世界でたった一人の大嫌いだったあの子の話
私は基本的に嫌いな人がいない。
綺麗ごとだと思う人もいると思うがマジでいない。
というより、その分苦手な人が多い。
個人的に「嫌い」と「苦手」の間には月とスッポン並みの差があるのだが、人見知り兼コミュ障の私は割と人を食わず嫌いしてろくに話したこともないのに「あの人苦手そう」と思ったりする。
ただ同時にちょろくて単純だから、その苦手な人の8割はある程度話したり優しくされたりすると苦手じゃなくなる。なんならそのうちの5割は好きになれる。
「好きの反対は無関心」とはよく言ったもので、嫌いになるほど興味を持つ人がなかなかいない。てかいない。人を嫌いになるのって体力使うし気分悪いし、できればしたくない。
そんな私のこの人生でたった一人、どうしても好きになれなかったあの子についての感情をこの機会にまとめようと思った。

**出題課題:**
1. 抜粋によると、書き手の苦手な人のうち何割が、ある程度話したり優しくされたりすると苦手ではなくなるか。
2. 抜粋の「ただ同時にちょろくて単純だか」から「悪いし、できればしたくない。」までを、一字も変えずに書き写してください。

**保存済み記録:**
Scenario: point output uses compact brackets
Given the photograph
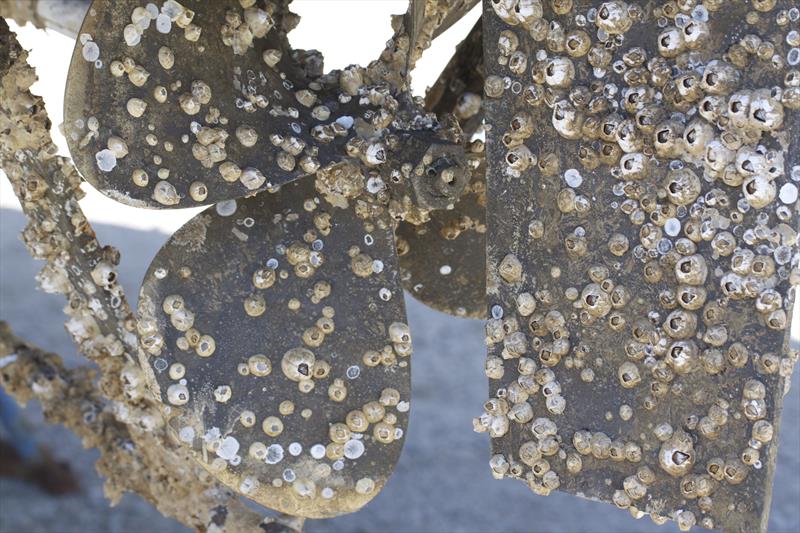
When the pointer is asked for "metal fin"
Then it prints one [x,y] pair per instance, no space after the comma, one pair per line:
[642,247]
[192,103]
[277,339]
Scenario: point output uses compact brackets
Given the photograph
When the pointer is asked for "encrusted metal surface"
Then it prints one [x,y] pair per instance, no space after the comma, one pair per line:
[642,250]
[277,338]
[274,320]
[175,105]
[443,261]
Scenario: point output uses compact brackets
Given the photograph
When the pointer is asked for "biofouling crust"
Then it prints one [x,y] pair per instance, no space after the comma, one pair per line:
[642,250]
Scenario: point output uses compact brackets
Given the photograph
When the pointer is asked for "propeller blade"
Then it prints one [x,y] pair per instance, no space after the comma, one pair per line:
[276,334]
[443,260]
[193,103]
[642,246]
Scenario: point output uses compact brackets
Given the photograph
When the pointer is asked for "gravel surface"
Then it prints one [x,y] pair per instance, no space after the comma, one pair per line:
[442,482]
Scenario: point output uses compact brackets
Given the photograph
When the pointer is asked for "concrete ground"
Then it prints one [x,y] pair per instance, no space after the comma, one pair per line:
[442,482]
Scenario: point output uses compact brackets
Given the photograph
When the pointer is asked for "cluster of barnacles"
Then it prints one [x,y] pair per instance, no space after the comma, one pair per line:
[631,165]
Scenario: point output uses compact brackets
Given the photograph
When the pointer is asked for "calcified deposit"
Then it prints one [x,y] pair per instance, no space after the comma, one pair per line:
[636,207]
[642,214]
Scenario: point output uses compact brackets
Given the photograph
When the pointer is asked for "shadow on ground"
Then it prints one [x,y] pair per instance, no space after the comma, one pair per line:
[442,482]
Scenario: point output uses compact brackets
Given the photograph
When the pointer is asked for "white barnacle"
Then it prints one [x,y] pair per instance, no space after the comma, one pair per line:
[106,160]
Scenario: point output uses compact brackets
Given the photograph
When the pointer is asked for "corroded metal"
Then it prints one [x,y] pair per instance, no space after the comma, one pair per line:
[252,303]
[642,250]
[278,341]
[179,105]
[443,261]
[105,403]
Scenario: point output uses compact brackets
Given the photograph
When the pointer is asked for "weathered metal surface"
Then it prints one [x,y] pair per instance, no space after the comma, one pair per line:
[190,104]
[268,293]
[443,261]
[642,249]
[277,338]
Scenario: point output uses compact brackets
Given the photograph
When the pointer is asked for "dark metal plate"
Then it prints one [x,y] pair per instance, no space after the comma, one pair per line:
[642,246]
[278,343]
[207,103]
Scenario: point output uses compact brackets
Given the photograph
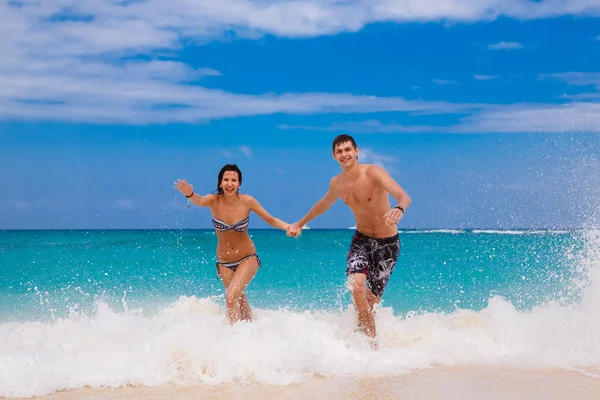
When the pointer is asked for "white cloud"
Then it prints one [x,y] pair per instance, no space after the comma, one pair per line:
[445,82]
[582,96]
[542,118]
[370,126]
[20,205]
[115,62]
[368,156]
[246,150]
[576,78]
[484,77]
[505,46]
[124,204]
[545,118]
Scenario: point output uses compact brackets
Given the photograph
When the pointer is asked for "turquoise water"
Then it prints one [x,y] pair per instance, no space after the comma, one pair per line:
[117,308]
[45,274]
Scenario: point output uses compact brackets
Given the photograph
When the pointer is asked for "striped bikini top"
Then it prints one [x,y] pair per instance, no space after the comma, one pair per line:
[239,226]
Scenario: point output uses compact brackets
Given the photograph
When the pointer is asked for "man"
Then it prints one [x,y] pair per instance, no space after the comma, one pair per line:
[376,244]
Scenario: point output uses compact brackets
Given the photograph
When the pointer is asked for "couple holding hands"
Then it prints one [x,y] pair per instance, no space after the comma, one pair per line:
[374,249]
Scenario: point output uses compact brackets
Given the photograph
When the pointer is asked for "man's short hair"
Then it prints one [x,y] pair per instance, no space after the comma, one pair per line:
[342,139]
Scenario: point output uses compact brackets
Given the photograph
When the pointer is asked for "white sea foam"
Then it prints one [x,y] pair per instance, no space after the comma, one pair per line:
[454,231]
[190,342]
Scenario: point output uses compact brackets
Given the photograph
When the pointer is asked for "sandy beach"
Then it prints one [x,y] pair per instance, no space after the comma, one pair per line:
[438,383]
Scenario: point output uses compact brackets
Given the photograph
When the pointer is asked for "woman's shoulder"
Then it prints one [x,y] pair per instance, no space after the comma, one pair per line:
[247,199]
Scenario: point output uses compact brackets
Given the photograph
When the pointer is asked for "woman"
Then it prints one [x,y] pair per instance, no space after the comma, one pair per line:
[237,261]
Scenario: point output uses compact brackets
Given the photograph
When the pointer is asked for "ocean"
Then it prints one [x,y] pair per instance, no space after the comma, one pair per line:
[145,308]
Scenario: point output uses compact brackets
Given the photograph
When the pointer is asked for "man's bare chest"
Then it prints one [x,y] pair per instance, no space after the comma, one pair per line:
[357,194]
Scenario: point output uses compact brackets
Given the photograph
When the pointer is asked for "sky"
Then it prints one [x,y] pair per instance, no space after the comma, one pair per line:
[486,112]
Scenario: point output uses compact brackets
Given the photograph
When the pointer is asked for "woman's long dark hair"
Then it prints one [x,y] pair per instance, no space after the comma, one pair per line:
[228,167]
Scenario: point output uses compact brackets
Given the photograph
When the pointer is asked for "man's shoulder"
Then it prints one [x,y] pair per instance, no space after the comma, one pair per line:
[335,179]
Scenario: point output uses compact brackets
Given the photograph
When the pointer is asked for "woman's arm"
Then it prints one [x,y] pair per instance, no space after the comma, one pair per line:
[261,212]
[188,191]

**回答一覧:**
1. 8割。

2.
ただ同時にちょろくて単純だから、その苦手な人の8割はある程度話したり優しくされたりすると苦手じゃなくなる。なんならそのうちの5割は好きになれる。
「好きの反対は無関心」とはよく言ったもので、嫌いになるほど興味を持つ人がなかなかいない。てかいない。人を嫌いになるのって体力使うし気分悪いし、できればしたくない。